**Article:**
'''
Skip to main content
blog.philz.dev

CI Performance Debugging

A friend of mine asked me to look at why their GitHub Actions CI workflow was slow. The punchline was that their self-hosted GitHub Runner (on AWS EC2) had too few IOPS available to it, and, as a result, was waiting around for the EBS volume quite a bit.

The atop tool showed a highly utilized disk in a nice red color, so, fine, we figured it out. I pointed Bazel to /dev/shm (--sandbox_base=/dev/shm), and suddenly we were 3x faster.

Snippet of atop

tmate #

Logging into a far-away machine can be tricky. Turns out the following should work:

- name: Install tmate
	run: |
		sudo apt-get update
		sudo apt-get install -y tmate

- name: Start tmate session
	run: |
		set -x
		tmate -S /tmp/tmate.sock.${GITHUB_RUN_ID} new-session -d
		tmate -S /tmp/tmate.sock.${GITHUB_RUN_ID} wait tmate-ready
		tmate -S /tmp/tmate.sock.${GITHUB_RUN_ID} display -p '#{tmate_ssh}'

Simon Willison has also described this on his blog, and there's a GitHub action called action-tmate that does the same.

In my case, however, this didn't work! It turned out that the GitHub runner's user had shell /usr/sbin/nologin, and tmate was refusing to start. The error confusingly said:

You must specify a socket name with -S. For example:
  tmate -S /tmp/tmate.sock new-session -d
  tmate -S /tmp/tmate.sock wait tmate-ready

If you ran tmate -F directly, it would confusingly spew out:

Session shell restarted

The underlying problem was that tmate couldn't create a login session because the shell was set to nologin.

To work around this, change the shell or run tmate as root, or use Tailscale or one of the AWS Connect options...

Bazel Build Profiles #

When I went rooting around in the Bazel setup, I found that the somewhat hidden bazel-out/../../../command.profile.gz file is, in fact, in the chrome://tracing/ format. So, if you're using bazel test, you have a nice graph of your CPU usage (as well as a timeline visualization of your tests) already!

In the first (slower) run, the CPU graph goes up and down. Meanwhile, in the second (faster) run, the CPU graph is pegged once the (parallelized) tests start, and it remains pegged.

Slow CPU Profile

Fast CPU Profile
'''
**Challenge:**
Copy out, word for word, the passage of the CI performance debugging post between "Session shell restarted" and "AWS Connect options...", inclusive.

**Entries shown:**
'''
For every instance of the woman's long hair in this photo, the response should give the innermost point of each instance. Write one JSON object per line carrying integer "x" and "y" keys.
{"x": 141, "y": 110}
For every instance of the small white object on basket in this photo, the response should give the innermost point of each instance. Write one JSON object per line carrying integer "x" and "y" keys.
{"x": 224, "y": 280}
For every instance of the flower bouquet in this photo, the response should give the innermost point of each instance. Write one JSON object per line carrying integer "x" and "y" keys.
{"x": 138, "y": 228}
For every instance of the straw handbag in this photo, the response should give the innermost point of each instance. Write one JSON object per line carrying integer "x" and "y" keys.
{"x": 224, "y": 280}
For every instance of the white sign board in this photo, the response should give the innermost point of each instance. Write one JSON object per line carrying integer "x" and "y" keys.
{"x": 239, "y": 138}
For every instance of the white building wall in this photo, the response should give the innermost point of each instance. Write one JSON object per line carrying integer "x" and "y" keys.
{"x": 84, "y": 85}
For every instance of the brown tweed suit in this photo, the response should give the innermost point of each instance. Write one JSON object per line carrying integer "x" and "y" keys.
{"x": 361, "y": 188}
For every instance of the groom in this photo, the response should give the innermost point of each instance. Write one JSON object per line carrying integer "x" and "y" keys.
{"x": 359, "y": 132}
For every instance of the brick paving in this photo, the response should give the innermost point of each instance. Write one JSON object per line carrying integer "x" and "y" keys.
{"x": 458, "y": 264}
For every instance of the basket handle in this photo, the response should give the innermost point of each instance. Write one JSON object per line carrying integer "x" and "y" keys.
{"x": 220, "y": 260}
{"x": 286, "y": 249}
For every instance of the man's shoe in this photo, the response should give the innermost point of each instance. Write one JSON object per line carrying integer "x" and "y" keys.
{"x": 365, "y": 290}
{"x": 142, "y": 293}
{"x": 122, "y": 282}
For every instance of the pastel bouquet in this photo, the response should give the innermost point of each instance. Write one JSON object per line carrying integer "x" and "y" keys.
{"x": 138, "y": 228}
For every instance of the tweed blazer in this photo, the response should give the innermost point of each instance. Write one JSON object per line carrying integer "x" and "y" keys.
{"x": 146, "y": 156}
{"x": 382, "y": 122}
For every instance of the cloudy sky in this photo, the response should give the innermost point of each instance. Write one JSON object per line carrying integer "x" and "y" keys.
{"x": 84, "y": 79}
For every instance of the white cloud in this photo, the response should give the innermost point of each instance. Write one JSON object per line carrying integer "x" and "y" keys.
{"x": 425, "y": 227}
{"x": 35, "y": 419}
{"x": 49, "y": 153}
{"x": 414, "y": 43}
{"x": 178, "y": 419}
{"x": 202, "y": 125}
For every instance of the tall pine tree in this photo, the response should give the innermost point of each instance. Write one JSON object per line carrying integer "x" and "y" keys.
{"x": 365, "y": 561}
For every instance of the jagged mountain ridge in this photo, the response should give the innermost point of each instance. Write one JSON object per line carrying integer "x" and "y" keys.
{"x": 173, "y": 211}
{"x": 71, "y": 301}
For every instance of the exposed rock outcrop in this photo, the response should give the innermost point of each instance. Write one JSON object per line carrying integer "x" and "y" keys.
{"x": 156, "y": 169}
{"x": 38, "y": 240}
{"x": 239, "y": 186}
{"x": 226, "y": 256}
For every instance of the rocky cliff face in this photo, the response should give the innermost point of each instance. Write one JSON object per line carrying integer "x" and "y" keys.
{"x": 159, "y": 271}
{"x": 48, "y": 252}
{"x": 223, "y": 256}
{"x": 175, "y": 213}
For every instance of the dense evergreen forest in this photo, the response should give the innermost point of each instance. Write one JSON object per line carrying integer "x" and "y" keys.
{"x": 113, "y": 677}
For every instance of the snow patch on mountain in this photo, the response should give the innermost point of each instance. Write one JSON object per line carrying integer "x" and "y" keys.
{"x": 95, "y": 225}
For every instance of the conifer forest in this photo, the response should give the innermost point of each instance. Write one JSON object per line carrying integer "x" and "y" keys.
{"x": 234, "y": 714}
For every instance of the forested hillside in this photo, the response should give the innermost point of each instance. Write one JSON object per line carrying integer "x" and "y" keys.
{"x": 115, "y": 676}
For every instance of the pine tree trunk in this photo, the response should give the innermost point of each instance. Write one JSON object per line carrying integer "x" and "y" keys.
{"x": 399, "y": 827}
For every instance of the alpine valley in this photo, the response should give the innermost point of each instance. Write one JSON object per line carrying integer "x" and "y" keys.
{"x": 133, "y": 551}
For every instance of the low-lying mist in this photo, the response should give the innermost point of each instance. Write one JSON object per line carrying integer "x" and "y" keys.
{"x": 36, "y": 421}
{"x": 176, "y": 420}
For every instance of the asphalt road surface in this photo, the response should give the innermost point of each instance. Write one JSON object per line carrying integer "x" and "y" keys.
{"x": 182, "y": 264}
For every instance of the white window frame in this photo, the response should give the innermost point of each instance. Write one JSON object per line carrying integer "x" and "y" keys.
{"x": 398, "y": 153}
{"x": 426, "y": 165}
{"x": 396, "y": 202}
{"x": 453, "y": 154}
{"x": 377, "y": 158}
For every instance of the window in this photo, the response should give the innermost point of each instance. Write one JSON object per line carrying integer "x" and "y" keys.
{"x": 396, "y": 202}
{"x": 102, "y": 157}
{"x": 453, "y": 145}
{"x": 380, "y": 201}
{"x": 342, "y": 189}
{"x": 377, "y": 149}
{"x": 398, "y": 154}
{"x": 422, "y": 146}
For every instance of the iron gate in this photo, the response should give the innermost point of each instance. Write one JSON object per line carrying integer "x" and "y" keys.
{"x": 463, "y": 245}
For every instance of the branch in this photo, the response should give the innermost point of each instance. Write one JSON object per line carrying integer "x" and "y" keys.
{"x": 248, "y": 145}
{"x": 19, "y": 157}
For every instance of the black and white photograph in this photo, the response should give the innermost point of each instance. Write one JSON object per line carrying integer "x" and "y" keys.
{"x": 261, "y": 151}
'''
**Problem solution:**
Session shell restarted

The underlying problem was that tmate couldn't create a login session because the shell was set to nologin.

To work around this, change the shell or run tmate as root, or use Tailscale or one of the AWS Connect options...